#### [AUSGEWÄHLTER TEXTAUSZUG]
——

Der 19-jährige Christian Murithi gehört zu den vielleicht 99 Prozent der Studierenden, die zu Hause bleiben müssen. „Ich habe das Gefühl, ein ganzes Jahr zu verlieren“, sagt er niedergeschlagen. Er sitzt im Wohnzimmer seiner Eltern, verbringt die Zeit oft vor dem Fernseher. „Das ist nicht produktiv, aber ich habe einfach zu viel freie Zeit.“
Murithi studiert Geowissenschaften an der Jomo-Kenyatta-Universität. Als die Einrichtung geschlossen wurde, war er im zweiten Semester.
Zwar schickten die Professoren per E-Mail-Verteiler Aufgaben, „aber bei uns hätte jetzt viel Praxis angestanden, online können wir kaum etwas machen“.
Er fühlt sich unwohl bei dem Gedanken, dass er seinen Eltern nun noch länger auf der Tasche liegt – auch wenn sie ihn das nicht spüren lassen. Das Schlimmste sei, dass niemand weiß, wann es weitergeht.
Produktion im Rekordtempo. Währenddessen arbeiten Omusilibwa und Co unter Hochdruck weiter. Im Raum mit den 3D-Druckern sitzen Mitglieder verschiedener Forschungsgruppen manchmal nebeneinander. An diesem Morgen überwacht Jeff Ayako aus Omusilibwas Team den Ausdruck von Verbindungsstücken für die Schläuche ihrer Prototypen.

——

(Gespeicherte Daten)
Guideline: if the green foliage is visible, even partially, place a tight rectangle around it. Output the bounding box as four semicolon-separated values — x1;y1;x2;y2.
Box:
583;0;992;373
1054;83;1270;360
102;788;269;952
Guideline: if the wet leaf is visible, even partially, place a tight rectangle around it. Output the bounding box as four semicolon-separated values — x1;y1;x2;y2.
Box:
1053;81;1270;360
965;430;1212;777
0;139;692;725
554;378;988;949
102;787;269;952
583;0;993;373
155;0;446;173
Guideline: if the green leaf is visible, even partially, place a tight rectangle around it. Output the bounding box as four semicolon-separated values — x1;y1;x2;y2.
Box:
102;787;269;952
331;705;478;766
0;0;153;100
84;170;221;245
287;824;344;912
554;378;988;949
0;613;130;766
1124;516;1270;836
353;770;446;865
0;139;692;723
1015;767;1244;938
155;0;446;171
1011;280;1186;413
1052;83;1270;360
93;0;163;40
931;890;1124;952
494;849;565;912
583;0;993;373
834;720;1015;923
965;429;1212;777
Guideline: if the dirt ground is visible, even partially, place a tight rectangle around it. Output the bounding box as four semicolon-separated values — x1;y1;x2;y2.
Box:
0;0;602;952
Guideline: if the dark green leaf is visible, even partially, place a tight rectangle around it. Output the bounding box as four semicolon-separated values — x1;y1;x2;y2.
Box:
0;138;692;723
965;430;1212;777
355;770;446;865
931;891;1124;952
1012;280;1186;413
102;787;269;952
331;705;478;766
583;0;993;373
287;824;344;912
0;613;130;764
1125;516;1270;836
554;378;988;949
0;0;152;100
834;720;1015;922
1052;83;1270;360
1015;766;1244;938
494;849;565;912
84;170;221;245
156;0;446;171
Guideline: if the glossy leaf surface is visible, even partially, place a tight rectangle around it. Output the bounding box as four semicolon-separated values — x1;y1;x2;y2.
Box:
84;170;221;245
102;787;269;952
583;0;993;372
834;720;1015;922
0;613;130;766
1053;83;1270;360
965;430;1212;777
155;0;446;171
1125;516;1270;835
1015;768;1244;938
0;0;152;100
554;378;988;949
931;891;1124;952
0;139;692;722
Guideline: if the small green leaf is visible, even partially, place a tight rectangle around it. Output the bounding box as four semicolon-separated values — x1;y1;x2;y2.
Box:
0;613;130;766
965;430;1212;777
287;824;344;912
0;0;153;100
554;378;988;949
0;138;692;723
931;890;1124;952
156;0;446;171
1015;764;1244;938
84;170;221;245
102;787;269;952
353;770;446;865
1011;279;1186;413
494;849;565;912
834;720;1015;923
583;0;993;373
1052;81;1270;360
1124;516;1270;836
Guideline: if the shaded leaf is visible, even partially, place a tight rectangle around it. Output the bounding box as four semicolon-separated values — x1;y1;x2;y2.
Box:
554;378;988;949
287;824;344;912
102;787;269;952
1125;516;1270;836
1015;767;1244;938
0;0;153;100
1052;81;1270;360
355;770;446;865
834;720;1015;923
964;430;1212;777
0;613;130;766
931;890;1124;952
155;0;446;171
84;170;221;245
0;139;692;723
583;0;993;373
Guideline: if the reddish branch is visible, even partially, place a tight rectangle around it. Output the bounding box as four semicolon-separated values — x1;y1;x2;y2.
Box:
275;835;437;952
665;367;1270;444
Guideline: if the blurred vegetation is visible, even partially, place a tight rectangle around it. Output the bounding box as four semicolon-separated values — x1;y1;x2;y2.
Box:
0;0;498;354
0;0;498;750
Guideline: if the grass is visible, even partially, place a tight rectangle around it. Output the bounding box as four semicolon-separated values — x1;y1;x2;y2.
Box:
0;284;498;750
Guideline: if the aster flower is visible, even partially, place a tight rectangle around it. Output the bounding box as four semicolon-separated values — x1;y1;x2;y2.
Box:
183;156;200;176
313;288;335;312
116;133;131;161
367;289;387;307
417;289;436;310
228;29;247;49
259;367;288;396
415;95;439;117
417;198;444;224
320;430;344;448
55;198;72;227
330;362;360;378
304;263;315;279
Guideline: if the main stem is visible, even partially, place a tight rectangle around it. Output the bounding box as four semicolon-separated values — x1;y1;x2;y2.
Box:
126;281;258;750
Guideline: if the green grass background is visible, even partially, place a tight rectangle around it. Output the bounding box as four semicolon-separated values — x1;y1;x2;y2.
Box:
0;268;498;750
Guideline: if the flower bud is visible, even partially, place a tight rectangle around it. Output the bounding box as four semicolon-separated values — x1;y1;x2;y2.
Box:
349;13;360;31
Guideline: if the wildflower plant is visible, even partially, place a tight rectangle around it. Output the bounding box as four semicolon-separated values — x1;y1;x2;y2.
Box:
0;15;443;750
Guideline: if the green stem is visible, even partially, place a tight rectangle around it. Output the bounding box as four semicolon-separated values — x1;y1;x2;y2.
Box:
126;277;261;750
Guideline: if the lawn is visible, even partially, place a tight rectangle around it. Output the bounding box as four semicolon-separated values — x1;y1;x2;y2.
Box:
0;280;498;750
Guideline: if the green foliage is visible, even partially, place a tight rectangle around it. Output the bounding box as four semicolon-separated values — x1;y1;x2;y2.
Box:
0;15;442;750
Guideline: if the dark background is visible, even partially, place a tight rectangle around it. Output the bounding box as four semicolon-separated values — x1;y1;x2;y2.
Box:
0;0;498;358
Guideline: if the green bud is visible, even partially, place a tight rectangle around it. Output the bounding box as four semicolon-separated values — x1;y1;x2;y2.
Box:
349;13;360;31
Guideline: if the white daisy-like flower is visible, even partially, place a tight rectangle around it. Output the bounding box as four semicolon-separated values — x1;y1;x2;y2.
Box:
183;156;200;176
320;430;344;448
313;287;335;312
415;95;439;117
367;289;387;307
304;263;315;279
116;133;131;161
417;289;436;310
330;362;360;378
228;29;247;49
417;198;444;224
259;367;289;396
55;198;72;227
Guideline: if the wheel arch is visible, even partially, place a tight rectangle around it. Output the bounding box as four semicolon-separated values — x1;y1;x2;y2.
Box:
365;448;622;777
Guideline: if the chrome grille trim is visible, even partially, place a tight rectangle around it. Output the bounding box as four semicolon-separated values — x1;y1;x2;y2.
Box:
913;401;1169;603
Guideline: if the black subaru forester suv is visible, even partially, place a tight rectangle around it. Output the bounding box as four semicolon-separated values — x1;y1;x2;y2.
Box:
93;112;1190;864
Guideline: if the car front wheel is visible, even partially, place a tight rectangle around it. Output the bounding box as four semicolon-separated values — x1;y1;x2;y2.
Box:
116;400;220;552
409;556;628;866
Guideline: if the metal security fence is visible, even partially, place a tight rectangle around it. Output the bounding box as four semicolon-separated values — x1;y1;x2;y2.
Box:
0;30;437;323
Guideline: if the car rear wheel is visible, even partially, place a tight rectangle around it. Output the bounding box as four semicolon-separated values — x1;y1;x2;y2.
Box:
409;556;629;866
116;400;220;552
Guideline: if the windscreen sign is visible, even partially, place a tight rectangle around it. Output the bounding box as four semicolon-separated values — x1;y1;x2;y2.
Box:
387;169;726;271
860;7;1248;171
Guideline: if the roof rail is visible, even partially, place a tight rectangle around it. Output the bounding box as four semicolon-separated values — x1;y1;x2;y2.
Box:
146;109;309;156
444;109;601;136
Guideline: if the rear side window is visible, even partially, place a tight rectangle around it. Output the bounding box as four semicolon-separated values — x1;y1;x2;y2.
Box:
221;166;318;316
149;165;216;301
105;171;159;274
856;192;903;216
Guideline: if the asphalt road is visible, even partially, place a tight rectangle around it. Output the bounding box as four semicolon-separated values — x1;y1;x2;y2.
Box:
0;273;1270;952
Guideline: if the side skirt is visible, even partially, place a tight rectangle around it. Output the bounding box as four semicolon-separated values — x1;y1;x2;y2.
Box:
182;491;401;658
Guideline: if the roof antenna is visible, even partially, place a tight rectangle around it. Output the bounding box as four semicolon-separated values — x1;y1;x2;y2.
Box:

——

#### [AUFGABEN UND PROBLEME]
• A. Nenne alle Personen, die im Textauszug mit Namen vorkommen.
• B. Kopiere aus dem Textauszug den Abschnitt von „Zwar schickten die“ bis einschließlich „Schläuche ihrer Prototypen.“ Wort für Wort.
Die Zeilen haben mit dem Textauszug nichts zu tun.

#### [LÖSUNGEN]
• A. Christian Murithi, Omusilibwa, Jeff Ayako

• B.
Zwar schickten die Professoren per E-Mail-Verteiler Aufgaben, „aber bei uns hätte jetzt viel Praxis angestanden, online können wir kaum etwas machen“.
Er fühlt sich unwohl bei dem Gedanken, dass er seinen Eltern nun noch länger auf der Tasche liegt – auch wenn sie ihn das nicht spüren lassen. Das Schlimmste sei, dass niemand weiß, wann es weitergeht.
Produktion im Rekordtempo. Währenddessen arbeiten Omusilibwa und Co unter Hochdruck weiter. Im Raum mit den 3D-Druckern sitzen Mitglieder verschiedener Forschungsgruppen manchmal nebeneinander. An diesem Morgen überwacht Jeff Ayako aus Omusilibwas Team den Ausdruck von Verbindungsstücken für die Schläuche ihrer Prototypen.